▸ Information provided:

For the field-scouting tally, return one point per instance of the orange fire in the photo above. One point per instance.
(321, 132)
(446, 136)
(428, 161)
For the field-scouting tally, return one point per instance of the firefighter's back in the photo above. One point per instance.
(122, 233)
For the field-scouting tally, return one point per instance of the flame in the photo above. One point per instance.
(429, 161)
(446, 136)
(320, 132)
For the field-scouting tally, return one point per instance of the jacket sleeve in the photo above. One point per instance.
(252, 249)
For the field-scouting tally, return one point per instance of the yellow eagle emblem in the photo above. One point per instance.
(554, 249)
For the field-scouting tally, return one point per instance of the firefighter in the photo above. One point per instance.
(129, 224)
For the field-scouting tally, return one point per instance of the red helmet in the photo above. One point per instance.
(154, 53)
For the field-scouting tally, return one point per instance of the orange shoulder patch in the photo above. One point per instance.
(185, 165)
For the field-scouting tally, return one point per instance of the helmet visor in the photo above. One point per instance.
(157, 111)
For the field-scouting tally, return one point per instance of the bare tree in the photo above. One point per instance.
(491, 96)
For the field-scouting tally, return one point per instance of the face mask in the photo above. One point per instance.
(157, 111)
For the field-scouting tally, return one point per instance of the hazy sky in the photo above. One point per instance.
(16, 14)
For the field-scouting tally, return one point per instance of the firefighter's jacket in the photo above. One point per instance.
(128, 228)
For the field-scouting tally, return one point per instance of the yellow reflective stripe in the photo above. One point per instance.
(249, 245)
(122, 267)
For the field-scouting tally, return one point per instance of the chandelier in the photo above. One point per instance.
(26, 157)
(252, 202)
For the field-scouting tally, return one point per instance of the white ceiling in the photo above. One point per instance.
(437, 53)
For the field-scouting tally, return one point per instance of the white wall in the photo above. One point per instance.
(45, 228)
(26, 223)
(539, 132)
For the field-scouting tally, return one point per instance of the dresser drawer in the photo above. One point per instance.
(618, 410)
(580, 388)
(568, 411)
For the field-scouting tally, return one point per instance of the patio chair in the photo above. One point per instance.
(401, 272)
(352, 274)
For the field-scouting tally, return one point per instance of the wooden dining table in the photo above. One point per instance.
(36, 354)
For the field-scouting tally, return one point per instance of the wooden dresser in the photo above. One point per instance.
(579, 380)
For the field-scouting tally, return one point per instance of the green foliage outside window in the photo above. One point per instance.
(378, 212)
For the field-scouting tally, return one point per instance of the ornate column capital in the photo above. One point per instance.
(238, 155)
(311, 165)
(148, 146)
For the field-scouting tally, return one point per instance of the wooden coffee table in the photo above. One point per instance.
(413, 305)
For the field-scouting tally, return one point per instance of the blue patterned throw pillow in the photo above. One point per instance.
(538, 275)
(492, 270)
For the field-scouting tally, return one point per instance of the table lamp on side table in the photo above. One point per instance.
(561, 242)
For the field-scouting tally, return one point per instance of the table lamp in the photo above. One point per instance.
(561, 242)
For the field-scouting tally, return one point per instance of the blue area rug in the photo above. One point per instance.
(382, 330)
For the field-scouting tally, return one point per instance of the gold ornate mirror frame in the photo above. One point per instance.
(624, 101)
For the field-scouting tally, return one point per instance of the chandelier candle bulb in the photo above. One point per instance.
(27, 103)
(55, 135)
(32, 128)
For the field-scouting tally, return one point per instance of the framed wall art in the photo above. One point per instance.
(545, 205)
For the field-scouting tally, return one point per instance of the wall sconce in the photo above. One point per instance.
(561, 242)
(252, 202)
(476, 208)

▸ Set exercise: Starting at the line of the listing that contains "table lamp in" and stopping after the listing's last line, write out every line again, requests included, multiplying each point coordinate by 1.4 and rounding to the nearest whole number, with halves rounded up. Give only those lines.

▸ Answer to the problem:
For the field-scouting tally, return one point per instance of the table lamp in the photo above. One point per instance.
(785, 339)
For the field-scouting tally, return one point per instance of the blue area rug in the photo above. One point per instance.
(535, 462)
For the field-scouting tally, return one point per instance of the gold ornate mirror frame in the photo above. One point per instance.
(874, 141)
For the field-scouting tally, return one point per instance of the chandelier candle bulb in the photo above. One point per instance.
(38, 144)
(77, 189)
(45, 179)
For the field-scouting tally, return one point per instance of the framed wall art in the photo above. One point per instance.
(763, 287)
For the field-scouting tally, return one point per instance of the wall sconce in the photo above. One point per instance.
(785, 339)
(353, 283)
(666, 291)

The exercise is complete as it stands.